====== RECORDS FOR THIS EXERCISE ======
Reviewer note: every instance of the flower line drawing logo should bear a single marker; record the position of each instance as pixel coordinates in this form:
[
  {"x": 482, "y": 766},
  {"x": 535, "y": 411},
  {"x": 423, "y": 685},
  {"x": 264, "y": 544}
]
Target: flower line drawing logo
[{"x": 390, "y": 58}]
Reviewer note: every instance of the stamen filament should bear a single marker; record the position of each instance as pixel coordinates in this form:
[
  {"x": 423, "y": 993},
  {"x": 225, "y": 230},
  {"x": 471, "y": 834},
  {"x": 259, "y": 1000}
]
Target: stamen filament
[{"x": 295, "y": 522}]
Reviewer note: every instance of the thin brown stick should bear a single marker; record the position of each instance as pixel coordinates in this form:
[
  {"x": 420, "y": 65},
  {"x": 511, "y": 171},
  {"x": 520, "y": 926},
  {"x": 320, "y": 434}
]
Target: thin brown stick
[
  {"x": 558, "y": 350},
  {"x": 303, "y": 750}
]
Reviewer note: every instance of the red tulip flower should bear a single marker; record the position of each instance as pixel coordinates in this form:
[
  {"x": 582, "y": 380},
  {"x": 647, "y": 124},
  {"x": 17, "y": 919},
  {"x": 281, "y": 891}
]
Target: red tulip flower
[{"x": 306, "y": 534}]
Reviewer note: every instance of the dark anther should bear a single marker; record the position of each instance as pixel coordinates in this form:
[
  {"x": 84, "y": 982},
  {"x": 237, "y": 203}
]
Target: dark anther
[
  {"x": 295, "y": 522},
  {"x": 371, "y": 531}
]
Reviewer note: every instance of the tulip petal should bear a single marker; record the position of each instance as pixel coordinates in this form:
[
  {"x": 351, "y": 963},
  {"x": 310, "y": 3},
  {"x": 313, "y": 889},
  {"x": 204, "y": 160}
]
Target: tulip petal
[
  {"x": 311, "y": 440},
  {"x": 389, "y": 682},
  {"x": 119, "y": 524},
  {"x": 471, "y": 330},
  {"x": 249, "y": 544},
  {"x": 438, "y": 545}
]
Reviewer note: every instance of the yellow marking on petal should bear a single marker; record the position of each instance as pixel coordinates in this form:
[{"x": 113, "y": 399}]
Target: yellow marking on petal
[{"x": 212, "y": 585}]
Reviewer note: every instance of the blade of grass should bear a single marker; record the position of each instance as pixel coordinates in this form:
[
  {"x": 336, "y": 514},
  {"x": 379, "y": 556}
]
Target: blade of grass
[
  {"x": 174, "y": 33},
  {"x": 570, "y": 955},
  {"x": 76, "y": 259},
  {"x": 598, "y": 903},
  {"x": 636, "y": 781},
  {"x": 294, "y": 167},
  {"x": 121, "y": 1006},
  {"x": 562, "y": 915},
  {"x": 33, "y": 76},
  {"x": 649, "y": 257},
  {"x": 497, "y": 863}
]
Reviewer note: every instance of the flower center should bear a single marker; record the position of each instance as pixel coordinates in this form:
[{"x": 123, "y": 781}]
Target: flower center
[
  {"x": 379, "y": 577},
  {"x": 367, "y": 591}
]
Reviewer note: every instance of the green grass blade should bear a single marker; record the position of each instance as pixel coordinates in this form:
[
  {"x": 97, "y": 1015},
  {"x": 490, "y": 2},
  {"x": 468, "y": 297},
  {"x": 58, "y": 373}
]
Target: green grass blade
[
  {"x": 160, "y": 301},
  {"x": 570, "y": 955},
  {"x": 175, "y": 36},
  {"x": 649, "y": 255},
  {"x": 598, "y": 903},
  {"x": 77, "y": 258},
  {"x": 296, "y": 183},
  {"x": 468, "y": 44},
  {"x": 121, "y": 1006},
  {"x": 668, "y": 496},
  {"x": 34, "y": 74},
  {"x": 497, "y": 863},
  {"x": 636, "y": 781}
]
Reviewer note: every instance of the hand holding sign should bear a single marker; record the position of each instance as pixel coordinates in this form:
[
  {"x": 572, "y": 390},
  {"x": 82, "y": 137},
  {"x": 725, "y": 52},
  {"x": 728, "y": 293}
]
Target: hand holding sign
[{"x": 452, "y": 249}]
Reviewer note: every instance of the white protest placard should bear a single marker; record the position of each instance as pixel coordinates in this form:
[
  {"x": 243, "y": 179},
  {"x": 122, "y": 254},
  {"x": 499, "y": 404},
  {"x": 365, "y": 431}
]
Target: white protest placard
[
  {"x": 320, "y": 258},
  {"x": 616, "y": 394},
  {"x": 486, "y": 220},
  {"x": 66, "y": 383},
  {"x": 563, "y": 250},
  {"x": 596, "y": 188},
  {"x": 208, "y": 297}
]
======
**WHAT IS REQUIRED**: From the records above, extract every entry verbatim.

**SOLVED PROBLEM**:
Reviewer note: every instance of the flower line drawing logo should bear a single marker; record the position of each instance as pixel coordinates in this form:
[
  {"x": 482, "y": 766},
  {"x": 535, "y": 411},
  {"x": 423, "y": 685},
  {"x": 264, "y": 544}
]
Target: flower line drawing logo
[{"x": 390, "y": 58}]
Reviewer note: every instance of the stamen filament should bear a single marker; record the position of each instance as pixel coordinates in this form:
[
  {"x": 423, "y": 993},
  {"x": 225, "y": 230},
  {"x": 471, "y": 834},
  {"x": 259, "y": 1000}
]
Target: stamen filament
[{"x": 295, "y": 522}]
Reviewer note: every instance of the thin brown stick should bear a single marker; record the position of each instance as pixel coordinates in this form:
[
  {"x": 420, "y": 65},
  {"x": 511, "y": 171},
  {"x": 520, "y": 926},
  {"x": 320, "y": 434}
]
Target: thin brown stick
[
  {"x": 558, "y": 350},
  {"x": 303, "y": 750}
]
Reviewer note: every instance of the red tulip flower should bear a single marker; record the position of each instance as pixel coordinates in this form:
[
  {"x": 582, "y": 380},
  {"x": 647, "y": 124},
  {"x": 17, "y": 919},
  {"x": 281, "y": 891}
]
Target: red tulip flower
[{"x": 306, "y": 534}]
Reviewer note: every instance of the dark anther should bear a single marker; record the position of each instance as pixel coordinates in this form:
[
  {"x": 84, "y": 982},
  {"x": 237, "y": 203}
]
Target: dark anther
[
  {"x": 295, "y": 522},
  {"x": 371, "y": 531}
]
Reviewer note: every instance of the tulip petal should bear a single marker; record the position of each instance as pixel coordinates in this form:
[
  {"x": 351, "y": 963},
  {"x": 310, "y": 3},
  {"x": 313, "y": 889},
  {"x": 204, "y": 160}
]
Target: tulip petal
[
  {"x": 311, "y": 440},
  {"x": 389, "y": 682},
  {"x": 119, "y": 524},
  {"x": 471, "y": 330},
  {"x": 249, "y": 544},
  {"x": 438, "y": 545}
]
Reviewer note: every instance of the yellow marking on petal should bear a single marker; record the position of each instance as pixel coordinates in this form:
[{"x": 113, "y": 399}]
Target: yellow marking on petal
[{"x": 212, "y": 585}]
Reviewer note: every instance of the blade of grass should bear a single marker; record the position of each instance as pixel coordinates in this form:
[
  {"x": 336, "y": 514},
  {"x": 379, "y": 556}
]
Target: blade of grass
[
  {"x": 174, "y": 33},
  {"x": 570, "y": 955},
  {"x": 76, "y": 259},
  {"x": 598, "y": 903},
  {"x": 636, "y": 781},
  {"x": 294, "y": 167},
  {"x": 121, "y": 1006},
  {"x": 562, "y": 915},
  {"x": 33, "y": 76},
  {"x": 649, "y": 257},
  {"x": 497, "y": 863}
]
Reviewer note: every instance of the flower center should bear a single marker; record the position of each instance as pixel coordinates in this form:
[{"x": 123, "y": 781}]
Target: flower center
[
  {"x": 379, "y": 577},
  {"x": 367, "y": 591}
]
Reviewer note: every instance of the green grass blade should bear a single marker; record the position of each instance as pixel coordinates in this form:
[
  {"x": 97, "y": 1015},
  {"x": 490, "y": 2},
  {"x": 468, "y": 297},
  {"x": 58, "y": 373}
]
Target: green grass blade
[
  {"x": 160, "y": 301},
  {"x": 570, "y": 955},
  {"x": 175, "y": 36},
  {"x": 649, "y": 255},
  {"x": 598, "y": 903},
  {"x": 77, "y": 258},
  {"x": 296, "y": 183},
  {"x": 468, "y": 44},
  {"x": 121, "y": 1006},
  {"x": 668, "y": 496},
  {"x": 34, "y": 74},
  {"x": 497, "y": 863},
  {"x": 636, "y": 781}
]
Reviewer note: every instance of the hand holding sign should bear a single marker; record the position of each instance as pixel coordinates in this form:
[
  {"x": 572, "y": 390},
  {"x": 82, "y": 137},
  {"x": 725, "y": 52},
  {"x": 728, "y": 293}
]
Target: hand holding sign
[{"x": 452, "y": 249}]
Reviewer note: every instance of the white protest placard should bear a single marker; record the position of each instance as pixel coordinates in this form:
[
  {"x": 243, "y": 179},
  {"x": 122, "y": 254},
  {"x": 499, "y": 404},
  {"x": 365, "y": 431}
]
Target: white protest placard
[
  {"x": 320, "y": 258},
  {"x": 616, "y": 394},
  {"x": 486, "y": 220},
  {"x": 66, "y": 383},
  {"x": 563, "y": 250},
  {"x": 596, "y": 188},
  {"x": 208, "y": 297}
]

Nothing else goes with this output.